EXERCISE AIM ▸
Can you transcribe every entry word for word, skipping the images?

INFORMATION GIVEN ▸
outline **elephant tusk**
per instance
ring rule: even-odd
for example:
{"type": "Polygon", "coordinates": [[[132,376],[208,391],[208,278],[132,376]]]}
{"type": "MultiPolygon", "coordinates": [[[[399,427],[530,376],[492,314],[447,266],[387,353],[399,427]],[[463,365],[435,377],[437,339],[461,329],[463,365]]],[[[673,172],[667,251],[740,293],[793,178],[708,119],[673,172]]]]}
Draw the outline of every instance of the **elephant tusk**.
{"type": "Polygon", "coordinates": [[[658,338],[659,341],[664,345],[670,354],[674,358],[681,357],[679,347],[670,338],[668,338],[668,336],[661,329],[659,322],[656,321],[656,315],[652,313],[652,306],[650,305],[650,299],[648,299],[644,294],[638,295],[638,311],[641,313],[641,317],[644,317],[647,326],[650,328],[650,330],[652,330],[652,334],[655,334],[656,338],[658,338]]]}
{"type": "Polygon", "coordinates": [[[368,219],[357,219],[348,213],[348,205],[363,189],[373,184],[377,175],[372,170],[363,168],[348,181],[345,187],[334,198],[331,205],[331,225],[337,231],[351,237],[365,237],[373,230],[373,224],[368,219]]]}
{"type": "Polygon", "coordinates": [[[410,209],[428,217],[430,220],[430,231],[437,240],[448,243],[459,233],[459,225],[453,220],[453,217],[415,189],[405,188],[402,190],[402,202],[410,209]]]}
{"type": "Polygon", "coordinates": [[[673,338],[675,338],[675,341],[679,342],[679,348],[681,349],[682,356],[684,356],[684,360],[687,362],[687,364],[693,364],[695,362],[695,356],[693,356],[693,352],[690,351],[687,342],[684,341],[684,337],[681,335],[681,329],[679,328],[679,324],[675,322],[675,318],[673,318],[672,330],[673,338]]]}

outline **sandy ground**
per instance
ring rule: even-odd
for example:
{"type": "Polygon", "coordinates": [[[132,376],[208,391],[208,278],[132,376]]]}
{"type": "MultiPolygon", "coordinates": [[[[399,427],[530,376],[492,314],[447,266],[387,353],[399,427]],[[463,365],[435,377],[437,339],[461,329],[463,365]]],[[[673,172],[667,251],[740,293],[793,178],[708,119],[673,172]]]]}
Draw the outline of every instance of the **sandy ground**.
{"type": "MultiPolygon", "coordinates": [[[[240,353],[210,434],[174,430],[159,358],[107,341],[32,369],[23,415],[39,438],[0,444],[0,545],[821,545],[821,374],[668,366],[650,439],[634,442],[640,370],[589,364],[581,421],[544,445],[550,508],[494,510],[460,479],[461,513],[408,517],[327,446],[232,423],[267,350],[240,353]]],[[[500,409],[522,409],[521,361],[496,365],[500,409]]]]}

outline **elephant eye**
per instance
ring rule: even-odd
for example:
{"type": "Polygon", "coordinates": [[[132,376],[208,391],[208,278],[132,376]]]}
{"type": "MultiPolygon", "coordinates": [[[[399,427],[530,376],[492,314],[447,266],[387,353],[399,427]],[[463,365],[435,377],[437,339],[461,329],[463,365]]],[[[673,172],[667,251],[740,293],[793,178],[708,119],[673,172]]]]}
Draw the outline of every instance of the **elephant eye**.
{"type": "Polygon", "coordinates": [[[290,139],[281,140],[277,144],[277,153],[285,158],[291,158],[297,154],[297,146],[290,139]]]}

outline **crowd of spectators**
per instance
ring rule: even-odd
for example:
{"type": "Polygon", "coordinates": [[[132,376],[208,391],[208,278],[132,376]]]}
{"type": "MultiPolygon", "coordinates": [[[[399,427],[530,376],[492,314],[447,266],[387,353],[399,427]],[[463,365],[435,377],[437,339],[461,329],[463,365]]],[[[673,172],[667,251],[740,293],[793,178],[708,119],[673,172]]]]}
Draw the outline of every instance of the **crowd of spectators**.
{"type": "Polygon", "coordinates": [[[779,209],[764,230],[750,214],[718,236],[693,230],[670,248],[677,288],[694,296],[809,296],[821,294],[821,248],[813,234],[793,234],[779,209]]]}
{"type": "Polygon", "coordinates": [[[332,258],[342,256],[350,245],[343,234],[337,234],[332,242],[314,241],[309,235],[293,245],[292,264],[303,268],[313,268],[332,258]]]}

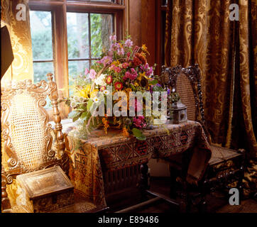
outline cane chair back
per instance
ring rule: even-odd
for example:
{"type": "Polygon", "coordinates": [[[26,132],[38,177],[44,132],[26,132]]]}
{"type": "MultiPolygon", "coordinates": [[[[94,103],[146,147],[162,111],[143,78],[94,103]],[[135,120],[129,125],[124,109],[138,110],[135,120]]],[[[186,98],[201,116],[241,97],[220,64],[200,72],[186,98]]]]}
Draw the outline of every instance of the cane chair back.
{"type": "Polygon", "coordinates": [[[52,74],[48,74],[48,82],[43,80],[33,84],[31,80],[25,80],[1,87],[1,138],[8,157],[7,165],[3,165],[7,184],[18,175],[55,165],[67,172],[57,86],[52,74]],[[53,109],[54,131],[44,109],[48,96],[53,109]],[[54,149],[53,132],[57,149],[54,149]]]}
{"type": "MultiPolygon", "coordinates": [[[[198,65],[187,68],[163,66],[161,78],[166,86],[178,93],[181,102],[187,106],[187,119],[204,125],[204,114],[198,65]]],[[[204,129],[205,131],[205,127],[204,129]]]]}

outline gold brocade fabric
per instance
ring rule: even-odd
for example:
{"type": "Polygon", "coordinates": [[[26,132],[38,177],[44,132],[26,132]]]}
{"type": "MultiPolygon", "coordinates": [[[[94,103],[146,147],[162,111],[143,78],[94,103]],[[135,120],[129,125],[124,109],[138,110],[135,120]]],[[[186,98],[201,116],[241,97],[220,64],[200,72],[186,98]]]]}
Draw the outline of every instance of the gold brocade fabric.
{"type": "Polygon", "coordinates": [[[29,22],[28,0],[1,0],[1,27],[7,26],[14,60],[11,66],[5,73],[1,82],[5,79],[33,79],[33,57],[31,28],[29,22]],[[21,8],[19,4],[25,6],[26,20],[18,21],[21,8]],[[18,16],[17,16],[18,13],[18,16]]]}
{"type": "Polygon", "coordinates": [[[257,0],[168,0],[165,65],[197,63],[212,142],[245,148],[246,184],[257,190],[257,0]],[[238,3],[239,21],[230,21],[238,3]]]}
{"type": "Polygon", "coordinates": [[[139,165],[151,158],[167,159],[193,148],[187,182],[202,179],[212,153],[202,126],[195,121],[167,124],[144,131],[146,140],[126,138],[119,131],[94,131],[87,140],[77,145],[76,129],[70,131],[66,146],[72,165],[70,180],[76,190],[94,204],[106,206],[102,171],[113,171],[139,165]]]}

THE COMPLETED TASK ▸
outline **elephant tusk**
per instance
ring rule: even-odd
for example:
{"type": "Polygon", "coordinates": [[[132,376],[208,391],[208,278],[132,376]]]}
{"type": "MultiPolygon", "coordinates": [[[[399,427],[530,376],[492,314],[447,266],[387,353],[399,427]],[[463,365],[435,377],[437,339],[461,329],[463,365]]],[[[673,172],[667,251],[740,293],[793,178],[708,119],[673,172]]]]}
Draw the outline of every instance of the **elephant tusk**.
{"type": "Polygon", "coordinates": [[[658,338],[659,341],[664,345],[670,354],[674,358],[681,357],[679,347],[670,338],[668,338],[668,336],[661,329],[659,322],[656,321],[656,315],[652,313],[652,306],[650,305],[650,299],[648,299],[644,294],[638,295],[638,311],[641,313],[641,317],[644,317],[647,326],[650,328],[650,330],[652,330],[652,334],[655,334],[656,338],[658,338]]]}
{"type": "Polygon", "coordinates": [[[368,219],[357,219],[348,213],[348,205],[363,189],[373,184],[377,175],[372,170],[363,168],[348,181],[345,187],[334,198],[331,205],[331,225],[337,231],[351,237],[365,237],[373,230],[373,224],[368,219]]]}
{"type": "Polygon", "coordinates": [[[410,209],[428,217],[430,220],[430,231],[437,240],[448,243],[459,233],[459,225],[453,220],[453,217],[415,189],[405,188],[402,190],[402,202],[410,209]]]}
{"type": "Polygon", "coordinates": [[[673,338],[675,338],[675,341],[679,342],[679,348],[681,349],[682,356],[684,356],[684,360],[687,362],[687,364],[693,364],[695,362],[695,356],[693,356],[693,352],[690,351],[687,342],[684,341],[684,337],[681,335],[681,329],[679,328],[679,324],[675,322],[675,318],[673,318],[672,330],[673,338]]]}

outline **sandy ground**
per instance
ring rule: even-odd
for example:
{"type": "Polygon", "coordinates": [[[132,376],[208,391],[208,278],[132,376]]]}
{"type": "MultiPolygon", "coordinates": [[[[399,427],[530,376],[492,314],[447,266],[387,353],[399,427]],[[463,365],[435,377],[437,339],[461,329],[463,365]]],[[[673,172],[667,251],[740,293],[793,178],[708,119],[673,172]]]]}
Draw the outline of every instance of the **sandy ground**.
{"type": "MultiPolygon", "coordinates": [[[[240,353],[210,434],[174,430],[159,358],[107,341],[32,369],[23,415],[39,438],[0,444],[0,545],[821,545],[821,374],[668,366],[650,439],[634,442],[640,370],[589,364],[581,421],[544,445],[550,508],[494,510],[460,479],[461,513],[408,517],[327,446],[232,423],[267,350],[240,353]]],[[[500,409],[522,409],[521,361],[496,365],[500,409]]]]}

outline **elephant eye**
per instance
ring rule: even-odd
for example:
{"type": "Polygon", "coordinates": [[[132,376],[208,391],[208,278],[132,376]]]}
{"type": "MultiPolygon", "coordinates": [[[[399,427],[530,376],[492,314],[447,266],[387,353],[399,427]],[[463,365],[435,377],[437,339],[461,329],[463,365]]],[[[673,172],[667,251],[740,293],[793,178],[708,119],[673,172]]]]}
Draw the outline of every instance of the **elephant eye**.
{"type": "Polygon", "coordinates": [[[290,139],[281,140],[277,144],[277,153],[285,158],[291,158],[297,154],[297,146],[290,139]]]}

outline **crowd of spectators**
per instance
ring rule: even-odd
for example:
{"type": "Polygon", "coordinates": [[[132,376],[208,391],[208,278],[132,376]]]}
{"type": "MultiPolygon", "coordinates": [[[[399,427],[530,376],[492,314],[447,266],[387,353],[399,427]],[[463,365],[435,377],[437,339],[461,329],[463,365]]],[[[673,172],[667,251],[740,293],[793,178],[708,119],[673,172]]]]}
Draw the outline of every instance of the **crowd of spectators**.
{"type": "Polygon", "coordinates": [[[779,209],[764,230],[750,214],[718,236],[693,230],[670,248],[677,288],[694,296],[809,296],[821,294],[821,248],[813,234],[793,234],[779,209]]]}
{"type": "Polygon", "coordinates": [[[332,258],[342,256],[350,245],[343,234],[337,234],[332,242],[314,241],[309,235],[293,245],[292,264],[303,268],[313,268],[332,258]]]}

outline cane chair back
per instance
ring rule: even-odd
for example:
{"type": "Polygon", "coordinates": [[[26,132],[38,177],[44,132],[26,132]]]}
{"type": "MultiPolygon", "coordinates": [[[[94,103],[146,147],[162,111],[143,78],[94,103]],[[135,120],[129,125],[124,109],[138,110],[135,120]]],[[[186,98],[201,116],[241,97],[220,64],[200,72],[186,98]]]]}
Draw the outline of every instance of the cane chair back.
{"type": "Polygon", "coordinates": [[[52,74],[48,74],[48,82],[43,80],[33,84],[31,80],[25,80],[1,87],[1,138],[8,157],[7,165],[3,165],[7,184],[18,175],[55,165],[67,172],[57,86],[52,74]],[[53,109],[54,131],[44,109],[48,96],[53,109]],[[54,149],[53,132],[57,149],[54,149]]]}
{"type": "MultiPolygon", "coordinates": [[[[198,65],[187,68],[163,66],[161,78],[166,86],[178,93],[181,102],[187,106],[187,119],[204,125],[204,114],[198,65]]],[[[204,129],[205,131],[205,127],[204,129]]]]}

outline gold brocade fabric
per instance
ring rule: even-odd
for example:
{"type": "Polygon", "coordinates": [[[26,132],[38,177],[44,132],[26,132]]]}
{"type": "MultiPolygon", "coordinates": [[[[94,103],[146,147],[162,111],[143,78],[94,103]],[[135,120],[129,125],[124,109],[138,110],[135,120]]],[[[186,98],[201,116],[241,97],[220,64],[200,72],[186,98]]]]}
Draw the outline of every instance of the gold brocade fabric.
{"type": "Polygon", "coordinates": [[[29,22],[28,0],[1,0],[1,27],[7,26],[14,60],[11,66],[5,73],[1,82],[5,79],[33,79],[33,57],[31,28],[29,22]],[[21,8],[19,4],[25,6],[26,20],[18,21],[21,8]],[[18,16],[17,16],[18,13],[18,16]]]}
{"type": "Polygon", "coordinates": [[[257,0],[168,0],[165,65],[197,63],[212,142],[245,148],[246,184],[257,190],[257,0]],[[238,3],[239,21],[230,21],[238,3]]]}
{"type": "Polygon", "coordinates": [[[139,165],[151,158],[167,159],[193,148],[187,182],[202,179],[212,153],[202,126],[195,121],[167,124],[144,131],[146,140],[126,138],[119,131],[94,131],[87,140],[77,145],[76,129],[70,131],[66,146],[72,165],[70,180],[76,190],[94,204],[106,206],[102,171],[113,171],[139,165]]]}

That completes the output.